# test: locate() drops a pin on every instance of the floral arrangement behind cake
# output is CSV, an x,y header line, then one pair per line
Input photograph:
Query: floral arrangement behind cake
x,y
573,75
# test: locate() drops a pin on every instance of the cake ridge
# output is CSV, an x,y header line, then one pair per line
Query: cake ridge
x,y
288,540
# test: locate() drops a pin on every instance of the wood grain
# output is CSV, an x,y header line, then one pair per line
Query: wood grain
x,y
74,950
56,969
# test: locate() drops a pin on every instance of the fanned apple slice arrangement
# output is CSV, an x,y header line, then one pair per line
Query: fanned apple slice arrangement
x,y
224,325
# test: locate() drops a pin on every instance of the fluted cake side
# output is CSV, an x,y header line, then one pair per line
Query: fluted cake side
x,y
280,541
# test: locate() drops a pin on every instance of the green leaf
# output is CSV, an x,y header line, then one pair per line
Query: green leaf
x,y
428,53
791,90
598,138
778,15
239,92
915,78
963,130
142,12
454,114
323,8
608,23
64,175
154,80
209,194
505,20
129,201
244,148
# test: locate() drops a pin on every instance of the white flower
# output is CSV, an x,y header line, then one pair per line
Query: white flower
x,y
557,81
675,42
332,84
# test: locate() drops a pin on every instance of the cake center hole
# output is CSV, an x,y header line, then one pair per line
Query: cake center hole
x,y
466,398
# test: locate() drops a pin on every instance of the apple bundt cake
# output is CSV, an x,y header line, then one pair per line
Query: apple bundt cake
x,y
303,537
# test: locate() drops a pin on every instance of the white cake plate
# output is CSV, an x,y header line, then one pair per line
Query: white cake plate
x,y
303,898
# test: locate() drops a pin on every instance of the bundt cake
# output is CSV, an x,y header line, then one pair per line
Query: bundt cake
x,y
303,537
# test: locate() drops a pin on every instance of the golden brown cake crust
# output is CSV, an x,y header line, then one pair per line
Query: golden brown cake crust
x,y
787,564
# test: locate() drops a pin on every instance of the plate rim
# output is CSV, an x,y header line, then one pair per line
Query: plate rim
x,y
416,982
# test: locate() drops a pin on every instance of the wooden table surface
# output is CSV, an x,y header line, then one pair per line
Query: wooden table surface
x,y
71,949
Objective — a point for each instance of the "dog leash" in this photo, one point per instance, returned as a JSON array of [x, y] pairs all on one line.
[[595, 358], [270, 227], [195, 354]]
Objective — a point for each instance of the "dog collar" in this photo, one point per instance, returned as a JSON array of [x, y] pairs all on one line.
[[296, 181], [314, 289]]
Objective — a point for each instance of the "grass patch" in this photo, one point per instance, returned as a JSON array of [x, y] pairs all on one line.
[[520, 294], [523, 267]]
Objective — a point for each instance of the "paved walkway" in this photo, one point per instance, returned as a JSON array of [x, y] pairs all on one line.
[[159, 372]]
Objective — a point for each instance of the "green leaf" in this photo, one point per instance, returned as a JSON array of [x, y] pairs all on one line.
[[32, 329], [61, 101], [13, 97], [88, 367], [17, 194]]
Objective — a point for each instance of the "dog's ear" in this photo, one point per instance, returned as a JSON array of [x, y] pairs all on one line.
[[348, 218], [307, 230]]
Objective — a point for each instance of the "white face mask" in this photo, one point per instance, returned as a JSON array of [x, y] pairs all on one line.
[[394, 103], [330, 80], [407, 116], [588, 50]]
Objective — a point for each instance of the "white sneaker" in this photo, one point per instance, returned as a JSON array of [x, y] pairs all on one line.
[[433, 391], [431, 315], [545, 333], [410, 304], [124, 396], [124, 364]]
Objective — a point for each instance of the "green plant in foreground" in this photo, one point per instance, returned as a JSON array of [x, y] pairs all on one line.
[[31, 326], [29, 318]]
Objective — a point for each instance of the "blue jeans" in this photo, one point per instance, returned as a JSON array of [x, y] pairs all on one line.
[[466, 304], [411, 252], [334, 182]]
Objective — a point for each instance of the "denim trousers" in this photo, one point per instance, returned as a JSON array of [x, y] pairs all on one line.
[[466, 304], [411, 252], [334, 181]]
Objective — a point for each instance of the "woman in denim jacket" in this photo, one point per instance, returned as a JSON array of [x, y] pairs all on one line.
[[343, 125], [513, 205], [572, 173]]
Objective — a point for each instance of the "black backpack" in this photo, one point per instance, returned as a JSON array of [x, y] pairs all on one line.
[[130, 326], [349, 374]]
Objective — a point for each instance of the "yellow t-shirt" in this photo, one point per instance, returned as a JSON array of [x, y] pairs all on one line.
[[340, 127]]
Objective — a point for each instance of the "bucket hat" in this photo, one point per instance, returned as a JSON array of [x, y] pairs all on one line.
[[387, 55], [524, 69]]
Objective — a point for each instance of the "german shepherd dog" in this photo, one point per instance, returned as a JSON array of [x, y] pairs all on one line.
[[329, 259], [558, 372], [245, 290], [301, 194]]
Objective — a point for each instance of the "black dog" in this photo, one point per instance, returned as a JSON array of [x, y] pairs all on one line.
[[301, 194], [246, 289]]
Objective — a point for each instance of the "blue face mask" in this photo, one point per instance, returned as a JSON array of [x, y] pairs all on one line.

Aim >> Reproduce all the entries above, swapping "cake ridge" for "cake rim" wherever it occurs and leaving everything else unchanged.

Written answer >>
# test: locate() drops a pin on every instance of the floral arrangement behind cake
# output is CSV, an x,y header line, then one pair per line
Input photograph:
Query: floral arrangement behind cake
x,y
573,75
# test: locate() drops a pin on every instance of the cake rim
# output is CSV, an x,y header line, then one pair per line
Query: cake rim
x,y
288,540
# test: locate() drops a pin on every instance of the wood grain
# output is CSV, an x,y header line, then one pair per line
Query: wood grain
x,y
74,950
56,969
# test: locate() drops a pin on every instance of the fanned apple slice arrangement
# output is CSV, an x,y header line, then one pair per line
Query: fanned apple slice arrangement
x,y
224,325
# test: locate() drops a pin on every instance of the fluted cake side
# output is CSV, an x,y header line, then one pair per line
Query: fluted cake side
x,y
280,541
# test: locate() drops a pin on every instance of the green leaf
# output is CSV, an x,y header line, then one pair per line
Query: green leaf
x,y
428,53
791,90
598,138
778,15
239,92
915,78
963,130
142,12
454,114
323,8
608,23
64,175
154,80
209,194
505,20
129,201
244,148
# test: locate() drops a pin on every instance of the white flower
# output is CSV, an x,y header line, then one pair per line
Query: white flower
x,y
557,81
675,42
332,84
# test: locate() drops a pin on every instance of the cake center hole
# output is CSV, an x,y header line, then one pair per line
Query: cake center hole
x,y
466,398
# test: locate() drops a pin on every instance of the apple bundt cake
# output is CSV, an x,y header line, then one pair per line
Query: apple bundt cake
x,y
303,537
# test: locate() drops a pin on every instance of the white cake plate
# output is CSV, an x,y header line, then one pair per line
Query: white cake plate
x,y
303,898
# test: locate() drops a pin on every instance of the bundt cake
# output is CSV, an x,y header line, then one pair per line
Query: bundt cake
x,y
303,537
# test: locate() drops a pin on every instance of the golden brown cake crust
# output is CSV, an x,y header line, then one pair per line
Query: golden brown cake crust
x,y
787,564
# test: locate() drops a pin on every instance of the plate rim
# output is CSV, an x,y header line, then one pair per line
Query: plate rim
x,y
416,982
# test: locate() drops a pin on every instance of the wooden table surface
# output is CSV, an x,y header line, then one pair per line
Query: wooden table surface
x,y
71,949
Objective — a point for each instance of the "dog leash" in this photo, one point per instance, returned as a JSON array of [x, y] pairs all on one line.
[[595, 358], [270, 227], [195, 354]]
Objective — a point for each instance of the "dog collar" in this photo, one point per instance, returned as a JSON array of [x, y] pairs all on one line.
[[296, 181], [314, 289]]
Objective — a point for each instance of the "grass patch" in this photo, one point per instance, returned as a JSON array of [x, y] pairs all on one line.
[[520, 294], [523, 267]]
Objective — a point for each instance of the "paved walkway" in this photo, one point per instance, returned as a JSON array of [x, y] pairs all on one line.
[[159, 372]]
Objective — a point for each instance of the "green leaf" in this photo, one point per instance, returned as a JSON array of [x, y] pairs all on one line.
[[32, 329], [61, 101], [13, 97], [88, 367], [17, 194]]
Objective — a point for each instance of the "dog's ear" in this photo, one point per instance, returned as a JSON array of [x, y] pairs all on one line.
[[348, 218], [307, 230]]
Objective — a point for each instance of the "white face mask" in this photo, one point per instance, returned as a JSON array of [x, y] pairs all on one line.
[[394, 103], [330, 80], [407, 116], [588, 50]]
Objective — a point for each instance of the "white sneaker" in this photo, one point per instance, returned as a JSON array of [x, y] pairs all on one line.
[[433, 391], [431, 315], [545, 333], [410, 304], [124, 396], [124, 364]]
Objective — a point for each instance of the "green plant in foreground" in this photo, one point per instance, returned as a JSON array of [x, y] pairs all on one line.
[[31, 326], [29, 318]]
Objective — a point for each instance of the "blue jeans" in this photo, one point per instance, returned as a JSON array of [x, y] pairs all on one line.
[[466, 304], [411, 252], [334, 182]]
Objective — a point for each instance of the "denim trousers" in this photo, one point per instance, returned as a JSON array of [x, y] pairs all on one line.
[[466, 304], [411, 252], [334, 181]]
Objective — a point for each instance of the "woman in denim jacket" in this photo, one point per instance, returned as a JSON array of [x, y] pairs all on one line.
[[343, 125], [513, 205], [572, 173]]
Objective — a point for each instance of the "black backpack" in this photo, one point per instance, returned as a JSON array of [x, y] pairs all on one line.
[[130, 326], [349, 374]]
Objective — a point for each instance of the "yellow t-shirt" in this photo, one point per instance, returned as a JSON array of [x, y] pairs all on one line.
[[340, 127]]
Objective — a point for each instance of the "bucket hat" in this photo, one point per instance, returned as a JSON array of [x, y] pairs all on one line.
[[387, 55], [524, 69]]
Objective — a point for each instance of the "german shepherd dog" in this photo, one point per instance, returned as a JSON array of [x, y] pairs all on one line.
[[329, 259], [558, 372], [245, 290], [301, 194]]
Objective — a point for each instance of the "black dog" in this photo, one point per instance, returned as a JSON array of [x, y] pairs all on one line.
[[301, 194], [246, 289]]
Objective — a point for each instance of the "blue face mask" in this photo, one point per instance, returned as a JSON array of [x, y] pairs all on one line.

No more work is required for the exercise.